** start of DATA PROVIDED **
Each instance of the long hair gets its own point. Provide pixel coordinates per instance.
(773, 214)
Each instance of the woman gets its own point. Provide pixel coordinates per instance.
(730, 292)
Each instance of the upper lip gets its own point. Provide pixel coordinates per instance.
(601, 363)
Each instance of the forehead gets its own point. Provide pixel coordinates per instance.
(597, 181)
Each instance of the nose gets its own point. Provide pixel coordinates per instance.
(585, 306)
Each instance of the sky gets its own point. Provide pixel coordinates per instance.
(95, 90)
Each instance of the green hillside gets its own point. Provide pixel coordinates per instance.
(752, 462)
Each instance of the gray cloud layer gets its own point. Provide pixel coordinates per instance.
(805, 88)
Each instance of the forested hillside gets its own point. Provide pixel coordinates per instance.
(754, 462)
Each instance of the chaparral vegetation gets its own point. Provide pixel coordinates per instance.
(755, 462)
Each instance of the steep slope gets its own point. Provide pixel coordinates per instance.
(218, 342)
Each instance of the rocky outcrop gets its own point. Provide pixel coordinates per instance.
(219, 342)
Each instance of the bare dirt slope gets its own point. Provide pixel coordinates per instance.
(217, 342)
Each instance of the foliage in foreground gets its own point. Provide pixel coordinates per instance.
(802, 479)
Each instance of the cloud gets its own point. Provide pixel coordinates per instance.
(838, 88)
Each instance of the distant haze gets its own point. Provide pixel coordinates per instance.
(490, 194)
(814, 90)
** end of DATA PROVIDED **
WHAT IS REQUIRED>
Rewrite the records above as a two-column CSV with the header row instruction,coordinates and one row per record. Put each record's text and its answer in a single quoted field, and replace any line breaks with spaces.

SOLUTION>
instruction,coordinates
"Each instance of the long hair gets its own point. Provide pixel coordinates per instance.","(773, 214)"
"Each instance of the woman gets its own point. Provide pixel coordinates per instance.","(730, 292)"
"Each instance of the upper lip gets its own point. Provide pixel coordinates per instance.","(601, 363)"
"Each instance of the forehead gets its own point. Provide pixel coordinates per instance.","(597, 181)"
"Each instance of the nose gets its own point. Provide pixel coordinates per instance.","(585, 306)"
"Each instance of the sky gets its own point. Provide pixel coordinates per instance.","(95, 90)"
"Each instance of the green hillside gets its own point. Provide pixel coordinates per instance.","(752, 462)"
"Each instance of the gray cloud layer gets its own point. Provide pixel coordinates per instance.","(805, 88)"
"Each instance of the forested hillside gets its own point. Provide pixel coordinates per instance.","(754, 462)"
"Each instance of the chaparral vegetation gets its own point. Provide pixel coordinates per instance.","(755, 462)"
"Each instance of the steep slope gets its own point. Provide pixel coordinates per instance.","(218, 342)"
"Each instance of the rocky outcrop gets its own point. Provide pixel coordinates per instance.","(219, 342)"
"Each instance of the bare dirt slope gets its own point. Provide pixel coordinates per instance.","(217, 342)"
"Each instance of the foliage in foreground gets its own point. Provide pixel coordinates per instance.","(802, 479)"
"Each instance of the cloud gets its own point. Provide pixel coordinates per instance.","(838, 88)"
"Each instance of the distant haze gets its own point. Provide pixel coordinates per instance.","(490, 194) (814, 90)"